Travail à faire:
A) D'après le texte sur la position dominante, pour quelle raison la décision retient-elle, à titre principal, le marché des peroxydes organiques comme marché en cause ? Répondez en une à trois phrases.
B) Reprenez le texte sur la position dominante à la suite de sa dernière phrase et poursuivez-en la rédaction.

A - Sur l'existence d'une position dominante
1. Sur la détermination du marché en cause
35. La décision retient, à titre principal, comme marché en cause celui des peroxydes organiques (y compris le peroxyde de benzoyle utilisé dans l'industrie des plastiques), au motif qu'il s'agit du marché dont ECS devait être exclue à long terme par AKZO (point 66). La décision situe, à titre subsidiaire, l'abus sur le marché des additifs pour la farine (y compris le peroxyde de benzoyle dans son application au secteur de la minoterie) au Royaume-Uni et en Irlande (point 91).
36. Il convient d'examiner, d'abord, si la Commission était fondée à définir le marché en cause comme étant celui des peroxydes organiques.
37. AKZO conteste cette délimitation compte tenu de l'objet de la décision qui ne concerne que son prétendu comportement illicite dans le domaine des additifs pour la farine. Il rappelle à ce propos que la Cour a jugé dans l'arrêt du 6 mars 1974, Commercial Solvents/Commission, point 21 (6-73 et 7-73, Rec. p. 223), que le marché où se manifestent les effets de l'abus est "sans relevance en ce qui concerne la détermination du marché à prendre en considération pour la constatation d'une position dominante".
38. Cet argument doit être examiné à la lumière des circonstances particulières de l'espèce.
39. A cet égard, il y a lieu de souligner d'abord que le peroxyde de benzoyle, l'un des principaux peroxydes organiques, utilisé dans la fabrication des plastiques, est également l'un des principaux additifs pour la farine du fait de son emploi en tant qu'agent de blanchiment de la farine au Royaume-Uni et en Irlande.
40. Il convient de relever, ensuite, qu'avant l'année 1979 ECS opérait uniquement dans le secteur des additifs pour la farine. Ce n'est, en effet, que dans le courant de cette année qu'elle a décidé d'étendre ses activités au secteur des plastiques. ECS ne détenait donc, lorsque le conflit a débuté, qu'une part de marché extrêmement réduite dans ce dernier secteur.

Entrées fournies:

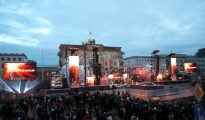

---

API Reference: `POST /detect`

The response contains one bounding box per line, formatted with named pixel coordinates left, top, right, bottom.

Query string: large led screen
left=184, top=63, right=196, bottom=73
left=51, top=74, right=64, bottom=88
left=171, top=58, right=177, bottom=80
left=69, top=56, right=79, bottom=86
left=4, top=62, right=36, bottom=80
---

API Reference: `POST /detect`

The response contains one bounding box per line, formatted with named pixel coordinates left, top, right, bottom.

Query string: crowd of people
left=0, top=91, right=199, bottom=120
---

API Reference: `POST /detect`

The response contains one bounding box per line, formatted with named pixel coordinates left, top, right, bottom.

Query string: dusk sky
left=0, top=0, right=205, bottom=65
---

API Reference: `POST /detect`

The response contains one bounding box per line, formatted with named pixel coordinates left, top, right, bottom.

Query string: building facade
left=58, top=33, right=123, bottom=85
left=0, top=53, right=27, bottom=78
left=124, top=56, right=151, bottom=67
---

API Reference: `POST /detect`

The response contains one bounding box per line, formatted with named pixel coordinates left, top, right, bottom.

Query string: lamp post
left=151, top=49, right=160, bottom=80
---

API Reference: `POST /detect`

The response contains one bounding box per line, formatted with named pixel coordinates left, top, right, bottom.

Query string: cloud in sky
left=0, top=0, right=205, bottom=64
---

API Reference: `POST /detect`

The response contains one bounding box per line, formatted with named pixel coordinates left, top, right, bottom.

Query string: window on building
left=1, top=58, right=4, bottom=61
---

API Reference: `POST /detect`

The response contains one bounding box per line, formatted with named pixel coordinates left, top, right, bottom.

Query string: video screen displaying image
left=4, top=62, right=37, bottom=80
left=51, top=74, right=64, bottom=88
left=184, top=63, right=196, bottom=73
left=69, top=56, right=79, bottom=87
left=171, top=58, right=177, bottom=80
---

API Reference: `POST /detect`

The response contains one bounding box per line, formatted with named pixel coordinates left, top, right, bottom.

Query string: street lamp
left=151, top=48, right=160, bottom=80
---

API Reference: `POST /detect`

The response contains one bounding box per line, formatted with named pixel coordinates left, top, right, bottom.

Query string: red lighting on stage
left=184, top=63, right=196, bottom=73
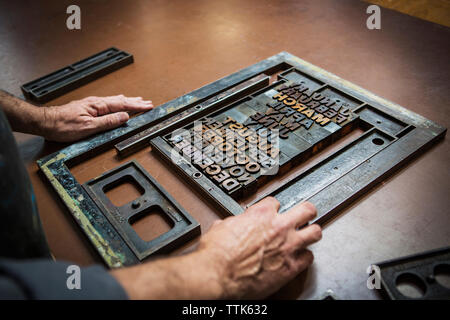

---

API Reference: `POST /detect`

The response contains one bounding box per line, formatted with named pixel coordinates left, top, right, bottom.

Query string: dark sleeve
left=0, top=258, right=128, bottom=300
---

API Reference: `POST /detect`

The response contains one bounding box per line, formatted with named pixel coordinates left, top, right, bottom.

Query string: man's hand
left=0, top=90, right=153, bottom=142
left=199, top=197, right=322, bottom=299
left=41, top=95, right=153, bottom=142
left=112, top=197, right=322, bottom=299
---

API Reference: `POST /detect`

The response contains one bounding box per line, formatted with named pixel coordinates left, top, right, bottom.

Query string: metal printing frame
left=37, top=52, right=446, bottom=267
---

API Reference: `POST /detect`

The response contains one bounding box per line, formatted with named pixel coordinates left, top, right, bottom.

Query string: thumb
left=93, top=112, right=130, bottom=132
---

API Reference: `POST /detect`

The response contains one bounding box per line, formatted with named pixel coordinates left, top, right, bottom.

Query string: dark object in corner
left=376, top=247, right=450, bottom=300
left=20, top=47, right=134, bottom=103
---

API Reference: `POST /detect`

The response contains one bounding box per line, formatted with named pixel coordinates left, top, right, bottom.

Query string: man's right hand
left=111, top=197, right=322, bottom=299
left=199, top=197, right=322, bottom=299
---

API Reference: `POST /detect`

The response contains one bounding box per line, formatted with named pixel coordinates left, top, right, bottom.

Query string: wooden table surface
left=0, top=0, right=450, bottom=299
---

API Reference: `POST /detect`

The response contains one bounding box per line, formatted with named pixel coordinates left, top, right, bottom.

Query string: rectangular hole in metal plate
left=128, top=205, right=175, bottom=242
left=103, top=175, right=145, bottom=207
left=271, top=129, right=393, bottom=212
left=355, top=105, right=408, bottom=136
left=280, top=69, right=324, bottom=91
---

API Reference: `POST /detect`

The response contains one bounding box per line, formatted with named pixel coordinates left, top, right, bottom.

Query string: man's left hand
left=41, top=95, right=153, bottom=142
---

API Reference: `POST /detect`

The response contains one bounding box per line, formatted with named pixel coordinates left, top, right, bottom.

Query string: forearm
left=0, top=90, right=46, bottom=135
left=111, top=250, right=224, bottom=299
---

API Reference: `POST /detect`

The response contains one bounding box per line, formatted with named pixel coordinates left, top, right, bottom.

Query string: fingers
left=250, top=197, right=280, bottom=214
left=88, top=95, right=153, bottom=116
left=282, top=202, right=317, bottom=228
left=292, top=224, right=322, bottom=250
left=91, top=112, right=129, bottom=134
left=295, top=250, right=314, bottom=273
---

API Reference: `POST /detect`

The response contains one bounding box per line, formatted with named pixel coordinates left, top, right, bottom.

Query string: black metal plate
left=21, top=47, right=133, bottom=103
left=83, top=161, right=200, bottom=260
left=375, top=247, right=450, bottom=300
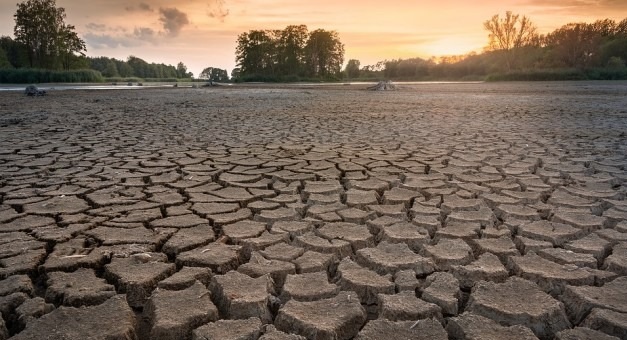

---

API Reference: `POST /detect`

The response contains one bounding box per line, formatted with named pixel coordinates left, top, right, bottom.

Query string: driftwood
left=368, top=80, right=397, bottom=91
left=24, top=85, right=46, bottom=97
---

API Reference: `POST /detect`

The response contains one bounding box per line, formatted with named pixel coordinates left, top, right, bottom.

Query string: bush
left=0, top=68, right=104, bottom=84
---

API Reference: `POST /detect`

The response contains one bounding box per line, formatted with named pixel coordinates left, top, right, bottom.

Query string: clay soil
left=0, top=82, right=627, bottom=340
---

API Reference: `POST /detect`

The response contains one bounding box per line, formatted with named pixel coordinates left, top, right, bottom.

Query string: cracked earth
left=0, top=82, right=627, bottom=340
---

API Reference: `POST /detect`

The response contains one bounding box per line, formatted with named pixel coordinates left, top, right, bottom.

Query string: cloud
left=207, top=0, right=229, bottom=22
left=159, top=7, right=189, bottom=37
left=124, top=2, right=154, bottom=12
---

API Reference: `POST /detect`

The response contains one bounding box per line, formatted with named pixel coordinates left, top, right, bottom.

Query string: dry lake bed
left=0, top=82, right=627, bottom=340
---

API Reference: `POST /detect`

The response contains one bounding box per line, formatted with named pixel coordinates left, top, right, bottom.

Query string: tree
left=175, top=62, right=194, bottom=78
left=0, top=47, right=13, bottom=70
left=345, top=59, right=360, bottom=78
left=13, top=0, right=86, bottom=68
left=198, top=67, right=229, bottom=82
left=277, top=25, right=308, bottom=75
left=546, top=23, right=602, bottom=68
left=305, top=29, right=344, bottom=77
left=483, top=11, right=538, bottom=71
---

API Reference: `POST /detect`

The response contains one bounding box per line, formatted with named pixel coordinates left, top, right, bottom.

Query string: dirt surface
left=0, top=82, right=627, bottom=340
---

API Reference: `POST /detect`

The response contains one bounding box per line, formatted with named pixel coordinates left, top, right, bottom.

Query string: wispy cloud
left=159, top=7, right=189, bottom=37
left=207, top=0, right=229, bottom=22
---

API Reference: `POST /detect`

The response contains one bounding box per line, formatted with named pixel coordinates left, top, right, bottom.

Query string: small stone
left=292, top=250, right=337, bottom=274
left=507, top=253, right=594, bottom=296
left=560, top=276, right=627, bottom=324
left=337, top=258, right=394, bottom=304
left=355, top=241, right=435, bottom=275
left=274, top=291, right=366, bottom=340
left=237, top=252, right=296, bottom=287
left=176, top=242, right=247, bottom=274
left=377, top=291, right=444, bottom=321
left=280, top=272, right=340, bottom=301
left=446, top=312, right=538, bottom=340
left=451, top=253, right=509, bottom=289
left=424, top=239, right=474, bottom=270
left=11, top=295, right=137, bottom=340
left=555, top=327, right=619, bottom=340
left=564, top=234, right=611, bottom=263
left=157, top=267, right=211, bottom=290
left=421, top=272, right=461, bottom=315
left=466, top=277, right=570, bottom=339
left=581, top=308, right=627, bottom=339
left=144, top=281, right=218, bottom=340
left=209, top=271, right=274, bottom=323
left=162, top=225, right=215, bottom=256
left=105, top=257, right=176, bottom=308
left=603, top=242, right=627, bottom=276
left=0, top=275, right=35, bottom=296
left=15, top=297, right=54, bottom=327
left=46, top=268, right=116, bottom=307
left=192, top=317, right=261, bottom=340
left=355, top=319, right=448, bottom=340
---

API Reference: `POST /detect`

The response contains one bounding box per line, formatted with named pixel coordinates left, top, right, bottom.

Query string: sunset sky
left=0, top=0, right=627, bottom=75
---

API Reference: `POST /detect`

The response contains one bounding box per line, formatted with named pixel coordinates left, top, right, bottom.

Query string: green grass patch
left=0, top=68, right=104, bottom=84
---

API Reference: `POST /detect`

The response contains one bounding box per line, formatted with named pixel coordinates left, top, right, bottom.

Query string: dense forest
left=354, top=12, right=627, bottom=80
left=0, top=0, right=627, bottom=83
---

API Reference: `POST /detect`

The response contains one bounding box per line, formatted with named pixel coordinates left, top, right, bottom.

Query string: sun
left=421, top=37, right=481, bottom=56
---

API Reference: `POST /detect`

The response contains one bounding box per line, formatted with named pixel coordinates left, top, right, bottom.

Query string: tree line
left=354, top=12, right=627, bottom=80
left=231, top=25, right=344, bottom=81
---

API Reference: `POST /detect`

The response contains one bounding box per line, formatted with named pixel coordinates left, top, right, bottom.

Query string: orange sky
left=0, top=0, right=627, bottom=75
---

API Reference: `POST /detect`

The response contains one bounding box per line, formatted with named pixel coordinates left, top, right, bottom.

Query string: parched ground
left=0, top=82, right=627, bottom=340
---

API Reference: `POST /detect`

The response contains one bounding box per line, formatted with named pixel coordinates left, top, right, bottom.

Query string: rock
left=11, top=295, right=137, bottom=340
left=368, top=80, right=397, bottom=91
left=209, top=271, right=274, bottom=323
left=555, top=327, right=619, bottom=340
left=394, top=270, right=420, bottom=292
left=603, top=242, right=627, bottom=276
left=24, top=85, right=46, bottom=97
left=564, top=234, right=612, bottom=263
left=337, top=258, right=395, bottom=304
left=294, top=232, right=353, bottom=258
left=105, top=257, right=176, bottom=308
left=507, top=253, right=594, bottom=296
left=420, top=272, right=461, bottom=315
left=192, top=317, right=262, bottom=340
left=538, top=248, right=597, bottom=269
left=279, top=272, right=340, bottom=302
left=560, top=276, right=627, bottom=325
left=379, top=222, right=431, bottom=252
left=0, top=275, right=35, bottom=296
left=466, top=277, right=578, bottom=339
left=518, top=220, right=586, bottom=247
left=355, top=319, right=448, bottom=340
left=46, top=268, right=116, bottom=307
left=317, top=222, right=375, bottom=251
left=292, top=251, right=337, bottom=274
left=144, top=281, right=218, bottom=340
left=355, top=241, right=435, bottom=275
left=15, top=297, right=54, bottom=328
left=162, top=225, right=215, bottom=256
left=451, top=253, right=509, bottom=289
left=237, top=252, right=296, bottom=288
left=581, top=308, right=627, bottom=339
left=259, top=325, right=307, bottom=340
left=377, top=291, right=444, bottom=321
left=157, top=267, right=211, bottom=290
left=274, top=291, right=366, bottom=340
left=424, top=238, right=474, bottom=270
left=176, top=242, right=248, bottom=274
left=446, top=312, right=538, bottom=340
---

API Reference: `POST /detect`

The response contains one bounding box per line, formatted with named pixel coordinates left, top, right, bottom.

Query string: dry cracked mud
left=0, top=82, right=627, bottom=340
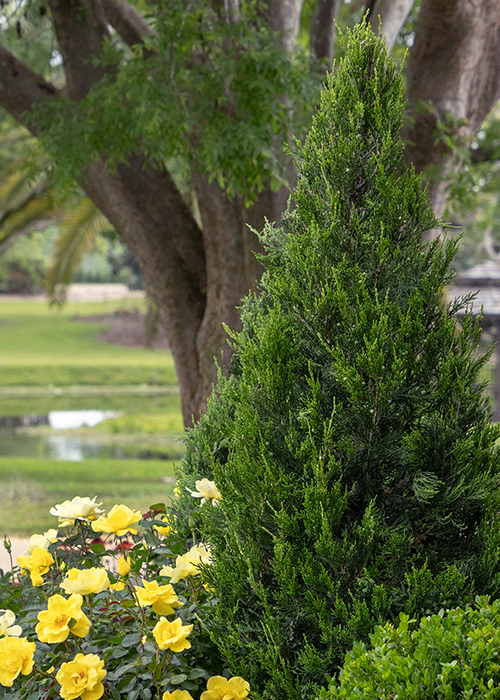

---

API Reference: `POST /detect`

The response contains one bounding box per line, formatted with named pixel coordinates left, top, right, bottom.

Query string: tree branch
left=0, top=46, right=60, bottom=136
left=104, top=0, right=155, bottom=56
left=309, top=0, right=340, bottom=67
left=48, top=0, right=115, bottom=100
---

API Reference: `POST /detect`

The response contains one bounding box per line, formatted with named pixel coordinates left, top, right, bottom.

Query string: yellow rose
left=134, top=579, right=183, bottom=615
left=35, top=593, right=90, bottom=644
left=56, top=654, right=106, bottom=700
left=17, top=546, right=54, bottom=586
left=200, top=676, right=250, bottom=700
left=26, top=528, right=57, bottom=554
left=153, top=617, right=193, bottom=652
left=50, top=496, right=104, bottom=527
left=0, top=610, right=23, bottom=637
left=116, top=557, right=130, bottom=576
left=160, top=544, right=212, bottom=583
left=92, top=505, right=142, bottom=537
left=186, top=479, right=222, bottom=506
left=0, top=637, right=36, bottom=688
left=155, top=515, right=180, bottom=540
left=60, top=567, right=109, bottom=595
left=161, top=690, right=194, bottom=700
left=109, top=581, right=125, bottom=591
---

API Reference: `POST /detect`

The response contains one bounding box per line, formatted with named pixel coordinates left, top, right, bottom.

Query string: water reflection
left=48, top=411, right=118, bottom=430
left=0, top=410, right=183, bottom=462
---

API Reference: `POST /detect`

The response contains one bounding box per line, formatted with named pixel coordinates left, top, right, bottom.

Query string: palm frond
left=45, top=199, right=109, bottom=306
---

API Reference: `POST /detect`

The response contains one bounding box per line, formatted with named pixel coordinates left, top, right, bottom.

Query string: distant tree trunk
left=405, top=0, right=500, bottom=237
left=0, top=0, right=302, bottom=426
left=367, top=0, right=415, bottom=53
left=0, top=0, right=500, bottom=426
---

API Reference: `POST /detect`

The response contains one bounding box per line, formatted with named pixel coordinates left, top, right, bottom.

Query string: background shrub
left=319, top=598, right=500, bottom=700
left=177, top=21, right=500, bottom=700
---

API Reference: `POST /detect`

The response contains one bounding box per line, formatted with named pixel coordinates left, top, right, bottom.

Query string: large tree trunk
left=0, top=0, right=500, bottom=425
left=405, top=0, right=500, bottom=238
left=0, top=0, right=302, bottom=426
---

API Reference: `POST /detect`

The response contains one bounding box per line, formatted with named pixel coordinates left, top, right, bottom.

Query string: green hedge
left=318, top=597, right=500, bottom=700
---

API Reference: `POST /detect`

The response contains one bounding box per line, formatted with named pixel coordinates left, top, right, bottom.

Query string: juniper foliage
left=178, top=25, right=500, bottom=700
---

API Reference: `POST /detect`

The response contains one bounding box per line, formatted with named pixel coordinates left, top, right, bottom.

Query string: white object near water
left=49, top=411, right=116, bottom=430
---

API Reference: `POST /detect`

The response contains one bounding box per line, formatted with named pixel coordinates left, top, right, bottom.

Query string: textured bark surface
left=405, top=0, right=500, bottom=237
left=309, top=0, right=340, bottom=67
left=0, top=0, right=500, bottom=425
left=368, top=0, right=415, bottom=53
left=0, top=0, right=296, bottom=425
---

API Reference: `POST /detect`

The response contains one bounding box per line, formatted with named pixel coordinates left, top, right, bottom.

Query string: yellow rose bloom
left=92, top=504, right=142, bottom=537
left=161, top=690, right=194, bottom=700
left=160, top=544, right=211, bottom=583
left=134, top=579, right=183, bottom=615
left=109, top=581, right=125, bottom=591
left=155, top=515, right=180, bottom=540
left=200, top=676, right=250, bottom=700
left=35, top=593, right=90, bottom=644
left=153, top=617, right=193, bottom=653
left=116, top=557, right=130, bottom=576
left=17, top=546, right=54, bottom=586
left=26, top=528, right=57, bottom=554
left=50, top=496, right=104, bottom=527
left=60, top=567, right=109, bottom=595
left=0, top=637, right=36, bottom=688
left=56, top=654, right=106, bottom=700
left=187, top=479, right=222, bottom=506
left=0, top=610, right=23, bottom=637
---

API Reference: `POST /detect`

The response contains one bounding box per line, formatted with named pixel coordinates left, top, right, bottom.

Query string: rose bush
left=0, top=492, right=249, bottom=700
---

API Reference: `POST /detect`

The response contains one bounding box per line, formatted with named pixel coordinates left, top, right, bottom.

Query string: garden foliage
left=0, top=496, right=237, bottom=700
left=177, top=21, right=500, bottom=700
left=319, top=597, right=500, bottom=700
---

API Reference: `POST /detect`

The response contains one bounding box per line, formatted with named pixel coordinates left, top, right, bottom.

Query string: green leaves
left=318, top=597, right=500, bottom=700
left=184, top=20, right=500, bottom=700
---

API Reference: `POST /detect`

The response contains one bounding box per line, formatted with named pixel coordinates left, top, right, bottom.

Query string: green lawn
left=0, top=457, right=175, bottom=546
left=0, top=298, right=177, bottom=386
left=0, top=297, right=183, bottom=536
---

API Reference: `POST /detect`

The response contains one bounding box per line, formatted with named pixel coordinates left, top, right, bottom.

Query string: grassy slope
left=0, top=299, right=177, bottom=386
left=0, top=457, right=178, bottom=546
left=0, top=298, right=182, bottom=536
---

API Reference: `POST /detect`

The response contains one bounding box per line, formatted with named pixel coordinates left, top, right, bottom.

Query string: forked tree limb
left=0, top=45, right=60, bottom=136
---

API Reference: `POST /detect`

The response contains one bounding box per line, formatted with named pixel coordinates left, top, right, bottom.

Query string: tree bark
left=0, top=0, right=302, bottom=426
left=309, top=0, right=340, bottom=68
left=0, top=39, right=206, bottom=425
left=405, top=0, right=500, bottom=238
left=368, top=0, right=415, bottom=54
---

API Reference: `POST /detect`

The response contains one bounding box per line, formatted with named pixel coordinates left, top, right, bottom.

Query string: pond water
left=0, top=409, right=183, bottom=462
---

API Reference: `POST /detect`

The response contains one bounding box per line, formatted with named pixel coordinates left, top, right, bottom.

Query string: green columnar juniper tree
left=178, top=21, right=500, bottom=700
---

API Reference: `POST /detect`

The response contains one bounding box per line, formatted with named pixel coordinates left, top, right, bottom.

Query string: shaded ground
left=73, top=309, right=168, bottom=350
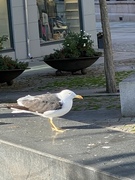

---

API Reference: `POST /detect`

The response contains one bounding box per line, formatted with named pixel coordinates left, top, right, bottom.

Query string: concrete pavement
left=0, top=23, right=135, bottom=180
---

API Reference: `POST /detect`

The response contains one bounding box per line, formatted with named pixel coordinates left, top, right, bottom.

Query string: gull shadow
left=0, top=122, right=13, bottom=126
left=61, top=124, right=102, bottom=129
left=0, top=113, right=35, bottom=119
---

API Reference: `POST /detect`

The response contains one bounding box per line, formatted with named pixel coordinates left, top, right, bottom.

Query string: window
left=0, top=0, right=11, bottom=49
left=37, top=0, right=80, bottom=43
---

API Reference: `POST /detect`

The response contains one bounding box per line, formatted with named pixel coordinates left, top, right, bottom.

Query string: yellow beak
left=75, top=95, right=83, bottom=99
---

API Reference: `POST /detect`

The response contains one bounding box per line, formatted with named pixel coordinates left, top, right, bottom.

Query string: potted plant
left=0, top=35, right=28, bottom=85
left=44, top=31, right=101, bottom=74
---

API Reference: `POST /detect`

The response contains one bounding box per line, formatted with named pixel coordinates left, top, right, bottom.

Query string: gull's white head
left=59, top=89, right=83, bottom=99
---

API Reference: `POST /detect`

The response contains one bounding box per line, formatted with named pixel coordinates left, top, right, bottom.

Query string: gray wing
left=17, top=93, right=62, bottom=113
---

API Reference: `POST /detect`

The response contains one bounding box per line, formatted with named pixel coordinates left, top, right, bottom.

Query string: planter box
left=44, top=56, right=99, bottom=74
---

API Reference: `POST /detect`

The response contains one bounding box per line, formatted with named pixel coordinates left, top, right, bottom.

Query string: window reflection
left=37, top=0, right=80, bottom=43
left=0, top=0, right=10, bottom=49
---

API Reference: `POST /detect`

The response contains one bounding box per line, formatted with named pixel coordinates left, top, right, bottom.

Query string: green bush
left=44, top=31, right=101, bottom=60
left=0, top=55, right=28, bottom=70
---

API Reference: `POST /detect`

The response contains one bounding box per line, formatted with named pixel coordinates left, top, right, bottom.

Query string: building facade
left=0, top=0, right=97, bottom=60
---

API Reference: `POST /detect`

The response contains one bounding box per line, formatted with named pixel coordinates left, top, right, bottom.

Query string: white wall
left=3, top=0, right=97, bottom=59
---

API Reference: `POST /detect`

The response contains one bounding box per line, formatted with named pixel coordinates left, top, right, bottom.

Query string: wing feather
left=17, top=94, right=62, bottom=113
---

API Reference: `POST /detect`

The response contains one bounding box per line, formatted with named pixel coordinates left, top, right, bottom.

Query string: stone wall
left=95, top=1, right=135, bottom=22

Réponses:
A) La décision retient à titre principal le marché des peroxydes organiques, y compris le peroxyde de benzoyle utilisé dans l'industrie des plastiques, parce qu'il s'agit du marché dont ECS devait être exclue à long terme par AKZO (point 66).

B)
41. Il est, par ailleurs, constant que, pour AKZO, le secteur des plastiques était plus important que celui des additifs pour la farine, puisqu'elle y réalisait un chiffre d'affaires nettement supérieur.
42. AKZO pratiquait donc des réductions de prix dans un secteur - celui des additifs pour la farine - qui était essentiel pour ECS, mais qui ne revêtait pour elle qu'une importance limitée.
43. En outre, AKZO avait la possibilité de compenser les pertes éventuelles qu'elle subissait dans le secteur des additifs pour la farine au moyen des bénéfices qu'elle retirait de son activité dans le secteur des plastiques, possibilité dont ne disposait pas ECS.
44. Enfin, il résulte des déclarations d'un cadre d'AKZO (annexe 20 à la communication des griefs, p. 35), qui seront prises en considération lors de l'examen du grief relatif aux menaces, que cette entreprise n'a pas adopté son comportement en vue de renforcer sa position dans le secteur des additifs pour la farine, mais pour conserver celle qu'elle détenait dans le secteur des plastiques en empêchant ECS d'y étendre ses activités.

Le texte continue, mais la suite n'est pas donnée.